> Отрывок:
____________
Она, как, наверное, и все поэты, творила по ночам. Наутро, почти всегда, в блокноте, который постоянно лежал под подушкой, оказывалось что-то новое: в лучшем случае стихотворение, чаще — просто строфа, рифма, строчка… Здесь, в Пангодах, могла появиться первая собственная книга. Но…

Будучи безнадежно больной, она продолжала писать.

Все мяукал котенок во дворе под кустом, Как хотелось котенку, чтоб позвал кто-то в дом! Вдруг с куста, одинокий, прошуршал желтый лист… Показалось котенку, что позвали: кис-кис!.. Замирая от счастья, он помчался на зов. Только дверь оказалась заперта на засов… («Забытый котенок»)

Галина Мельникова так и не увидела первого для нее сборника, коллективного, одним из авторов которого она стала. Сборника, вышедшего стотысячным тиражом, с незамысловатым названием — «Подорожник». Для составителей, вероятно, «Подорожник» — отовсюду; то, что еще не известно, но набирает силу. А для меня, как пангодинца, так щемяще: вечное и скромное — лекарство; на обочине.

РАЙ-ДА

Класс заполнен необычно, несимметрично: приоконное пространство свободно от парт.

Едва учительница сказала о том, где родилась и выросла, во мне буквально зазвенела песня из школьного детства (пионерский лагерь):

Эльбрус красавец смотрит сквозь тучи, В белой папахе, в синеву. Этой вершиной дивной могучей Налюбоваться не могу!

Дальше следовал темпераментный припев, восклицания с прихлопом на каждый слог:

О, рай-да, рай-да!.. О, рай-да, рай-да!.. О, рай-да, рай-да!.. О, рай-да!..

Мы не понимали, что такое «рай-да». Но у гигантского ночного костра, когда раскаленные, потерявшие вес осколки летят в померкшее от яростного огня небо, а макушки ближней рощи волшебно превращаются в колышущиеся темные вершины, нам представляется иной, сказочный, мир: синие горы, тучные стада, счастливые кавказские чабаны в белых бурках и папахах. Они, благодарные судьбе, стране, радостной песней славят свою жизнь (которая для нас, увы, так мы думали, — могла быть только сладкой мечтой!), а горы им вторят согласным громким эхом…

«Рай! — Да!.. Рай! — Да!..»
____________
[Список для определения местоположения]
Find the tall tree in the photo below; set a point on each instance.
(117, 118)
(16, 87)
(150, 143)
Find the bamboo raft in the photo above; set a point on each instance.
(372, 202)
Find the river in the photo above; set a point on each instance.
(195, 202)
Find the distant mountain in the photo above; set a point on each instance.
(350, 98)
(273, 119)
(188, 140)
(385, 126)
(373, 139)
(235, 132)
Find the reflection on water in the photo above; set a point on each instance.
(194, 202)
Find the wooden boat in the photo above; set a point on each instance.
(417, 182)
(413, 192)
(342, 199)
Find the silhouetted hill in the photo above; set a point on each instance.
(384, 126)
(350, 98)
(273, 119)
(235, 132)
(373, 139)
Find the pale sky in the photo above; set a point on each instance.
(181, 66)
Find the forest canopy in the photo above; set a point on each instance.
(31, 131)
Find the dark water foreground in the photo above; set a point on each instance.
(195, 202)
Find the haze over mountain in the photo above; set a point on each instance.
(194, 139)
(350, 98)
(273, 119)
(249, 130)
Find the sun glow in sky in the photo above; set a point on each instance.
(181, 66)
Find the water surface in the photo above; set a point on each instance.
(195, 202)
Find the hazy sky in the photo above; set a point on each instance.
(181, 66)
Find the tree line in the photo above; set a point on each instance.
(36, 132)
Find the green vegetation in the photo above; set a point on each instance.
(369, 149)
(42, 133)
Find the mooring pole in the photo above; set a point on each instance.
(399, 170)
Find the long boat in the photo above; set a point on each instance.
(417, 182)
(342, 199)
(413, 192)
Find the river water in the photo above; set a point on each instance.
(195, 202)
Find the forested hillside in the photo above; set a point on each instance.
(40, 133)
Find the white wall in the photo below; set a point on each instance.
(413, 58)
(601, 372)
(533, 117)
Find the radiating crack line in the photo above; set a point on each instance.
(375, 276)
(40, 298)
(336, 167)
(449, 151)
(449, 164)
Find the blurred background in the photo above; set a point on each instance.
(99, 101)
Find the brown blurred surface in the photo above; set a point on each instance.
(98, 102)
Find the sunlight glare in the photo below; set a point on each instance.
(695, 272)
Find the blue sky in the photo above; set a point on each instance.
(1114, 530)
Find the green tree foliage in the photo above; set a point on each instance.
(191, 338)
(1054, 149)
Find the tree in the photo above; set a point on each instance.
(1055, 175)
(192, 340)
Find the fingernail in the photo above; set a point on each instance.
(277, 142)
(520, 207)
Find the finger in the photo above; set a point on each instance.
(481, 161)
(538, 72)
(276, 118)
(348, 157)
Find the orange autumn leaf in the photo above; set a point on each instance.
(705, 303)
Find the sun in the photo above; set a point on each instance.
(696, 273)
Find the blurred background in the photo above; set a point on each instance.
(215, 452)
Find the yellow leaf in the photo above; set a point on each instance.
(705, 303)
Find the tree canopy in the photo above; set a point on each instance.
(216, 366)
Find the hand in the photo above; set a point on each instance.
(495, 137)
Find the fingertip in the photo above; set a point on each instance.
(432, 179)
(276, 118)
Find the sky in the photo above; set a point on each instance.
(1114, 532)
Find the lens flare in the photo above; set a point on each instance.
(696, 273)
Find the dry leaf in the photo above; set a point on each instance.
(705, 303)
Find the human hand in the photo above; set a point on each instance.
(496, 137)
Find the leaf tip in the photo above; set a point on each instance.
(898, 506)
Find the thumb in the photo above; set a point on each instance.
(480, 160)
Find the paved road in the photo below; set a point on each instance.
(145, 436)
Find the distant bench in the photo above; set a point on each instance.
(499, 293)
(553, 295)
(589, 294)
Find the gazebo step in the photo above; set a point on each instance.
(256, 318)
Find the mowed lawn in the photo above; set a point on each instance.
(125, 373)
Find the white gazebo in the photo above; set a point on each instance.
____________
Перепишите из отрывка всё от слов «Галина Мельникова так» вплоть до слов «Налюбоваться не могу!», переименовав «Эльбрус» в «Казбек». Этот список взят из другого источника.

Галина Мельникова так и не увидела первого для нее сборника, коллективного, одним из авторов которого она стала. Сборника, вышедшего стотысячным тиражом, с незамысловатым названием — «Подорожник». Для составителей, вероятно, «Подорожник» — отовсюду; то, что еще не известно, но набирает силу. А для меня, как пангодинца, так щемяще: вечное и скромное — лекарство; на обочине.

РАЙ-ДА

Класс заполнен необычно, несимметрично: приоконное пространство свободно от парт.

Едва учительница сказала о том, где родилась и выросла, во мне буквально зазвенела песня из школьного детства (пионерский лагерь):

Казбек красавец смотрит сквозь тучи, В белой папахе, в синеву. Этой вершиной дивной могучей Налюбоваться не могу!